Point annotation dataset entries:
....

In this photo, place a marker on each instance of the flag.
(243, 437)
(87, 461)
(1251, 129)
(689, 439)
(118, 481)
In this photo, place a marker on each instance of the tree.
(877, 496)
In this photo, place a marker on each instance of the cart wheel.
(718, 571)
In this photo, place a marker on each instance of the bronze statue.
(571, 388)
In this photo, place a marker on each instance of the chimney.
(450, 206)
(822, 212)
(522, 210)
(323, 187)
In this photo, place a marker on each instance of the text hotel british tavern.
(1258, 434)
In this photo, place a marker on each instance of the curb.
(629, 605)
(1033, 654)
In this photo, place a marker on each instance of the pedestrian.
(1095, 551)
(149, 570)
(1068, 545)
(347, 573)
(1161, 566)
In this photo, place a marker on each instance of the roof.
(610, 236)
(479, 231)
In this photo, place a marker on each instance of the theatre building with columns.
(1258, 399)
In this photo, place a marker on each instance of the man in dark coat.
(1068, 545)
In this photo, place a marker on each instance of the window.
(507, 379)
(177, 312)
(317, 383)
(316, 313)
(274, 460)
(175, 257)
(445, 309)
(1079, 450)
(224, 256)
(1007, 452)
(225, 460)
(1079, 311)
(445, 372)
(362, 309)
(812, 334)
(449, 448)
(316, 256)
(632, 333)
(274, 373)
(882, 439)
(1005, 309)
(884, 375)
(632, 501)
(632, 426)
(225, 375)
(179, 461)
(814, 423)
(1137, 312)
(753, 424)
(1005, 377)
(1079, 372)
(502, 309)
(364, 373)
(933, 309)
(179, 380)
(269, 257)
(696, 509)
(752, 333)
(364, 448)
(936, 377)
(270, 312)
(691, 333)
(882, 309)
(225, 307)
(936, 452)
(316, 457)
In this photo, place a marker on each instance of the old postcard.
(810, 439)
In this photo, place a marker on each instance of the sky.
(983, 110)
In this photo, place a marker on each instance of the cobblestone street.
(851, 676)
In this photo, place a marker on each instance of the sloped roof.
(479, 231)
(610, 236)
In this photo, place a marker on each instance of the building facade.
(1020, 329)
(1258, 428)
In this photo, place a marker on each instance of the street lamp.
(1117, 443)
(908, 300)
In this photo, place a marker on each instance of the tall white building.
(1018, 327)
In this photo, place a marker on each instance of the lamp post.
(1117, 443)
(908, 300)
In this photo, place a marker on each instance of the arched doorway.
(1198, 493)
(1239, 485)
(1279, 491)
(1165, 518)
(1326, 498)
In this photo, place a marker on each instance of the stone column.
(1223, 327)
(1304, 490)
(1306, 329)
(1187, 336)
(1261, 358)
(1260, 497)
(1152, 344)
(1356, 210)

....

• _Description of the task_:
Reproduce everything from the line containing "of the curb." down through the line containing "(1258, 399)", offsetting every point coordinate by 28. Leave all other text unchanged.

• _Answer for the task_:
In this photo, place a marker on each instance of the curb.
(657, 633)
(1061, 682)
In this photo, place a marker on each instance of the pedestrian.
(1123, 579)
(177, 598)
(1096, 573)
(375, 601)
(1189, 594)
In this photo, place a marker on each instance of the roof.
(638, 264)
(507, 259)
In this photo, place a marker on each instance of the theatre building with columns.
(1286, 427)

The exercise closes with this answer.